Texto de leitura =

Conhece-se, desde há séculos, a história da mulher, no que respeita ao sofrimento de que tem sido vitimai, devido às desigualdades entre ela e o homem. Por razões culturais, religiosas, políticas, laborais e outras, o certo é que não se tem reconhecido o mérito e as capacidades que possui. A sociedade masculinizada que a tem rodeado cortara-lhe as possibilidades de desenvolvimento e até de participação activa nas diversas actividades que poderiam ser comuns aos dois géneros.
O homem reservou-lhe, ao longo da sua história, as tarefas que considerava próprias da mulher: procriar, educar os filhos, cuidar da casa e até da lavoura. Mas os tempos, as mentalidades, os valores, as capacidades e as leis têm vindo a mudar e a reconhecer à mulher os seus verdadeiros e inalienáveis direitos, como também os seus deveres. Ainda bem.
A predominância do género masculino, ao longo dos tempos, constitui, por isso, uma inaceitável injustiça, não havendo quaisquer morais, éticas, científicas ou outras para que assim tenha acontecido, pelo contrário, o conhecimento que hoje se tem aponta para uma mulher decidida, competente, destemida, como também carinhosa, que ama e que sofre, tolerante e comprometida com a família, enfim, uma mulher responsável, em todas as actividades em que se envolve.
O direito à igualdade impunha-se deste há séculos e, mais tarde ou mais cedo, a emancipação da mulher seria um facto. Naturalmente que os regimes democráticos estão mais abertos a esta problemática, contudo, a aceitação da igualdade de direitos e de oportunidades vai-se protelando no tempo e só aos poucos é que as mulheres conseguem adquirir os mesmos direitos dos homens.
É possível que para certas actividades, públicas e privadas, se levantem restrições na admissão de mulheres a ocuparem determinados cargos. O homem tem medo de perder o seu poder, aliás, conquistado, por vezes, através de processos coercivos. A sociedade comporta os dois géneros, porém, por vezes ignora-os a favor do homem e, segundo afirma SILVA, (1990:29): "É frequente dizer-se que uma vez estabelecidas as leis igualitárias, tudo é uma questão de educação e de cultura, de mudança e de mentalidades, atitudes, hábitos e tradições, uma mera questão de evolução natural da sociedade civil, cujo ritmo de mudança há que respeitar. (…) Porque além de ser uma questão cultural é também uma questão política, que envolve e responsabiliza o próprio Estado, que tem, não só que considerar como tal, na sua filosofia governativa, mas que tem também que criar as condições necessárias e suficientes, para que a igualdade exista em todas as áreas, como questão global, multidisciplinar e transversal que é."

Linhas de dados =

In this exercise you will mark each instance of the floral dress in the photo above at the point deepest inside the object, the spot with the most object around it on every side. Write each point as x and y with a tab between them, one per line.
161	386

Tarefas =
1. Segundo o texto de leitura, quais são as tarefas que o homem reservou à mulher ao longo da sua história?
2. Indique se cada afirmação está de acordo com o texto de leitura, respondendo sim ou não e citando as palavras do texto que o decidem.
(a) Os regimes democráticos estão mais abertos à questão da igualdade entre mulher e homem.
(b) As mulheres adquiriram de uma só vez os mesmos direitos dos homens.
(c) O homem tem medo de perder o seu poder.
3. De acordo com a citação de SILVA (1990:29) no texto de leitura, além de cultural, que outra questão é a igualdade?
Responda apenas com base no texto de leitura.

Respostas =
1. Procriar, educar os filhos, cuidar da casa e cuidar da lavoura.

2.
(a) Sim: "Naturalmente que os regimes democráticos estão mais abertos a esta problemática".
(b) Não: "só aos poucos é que as mulheres conseguem adquirir os mesmos direitos dos homens".
(c) Sim: "O homem tem medo de perder o seu poder".

3. É também uma questão política, que envolve e responsabiliza o próprio Estado.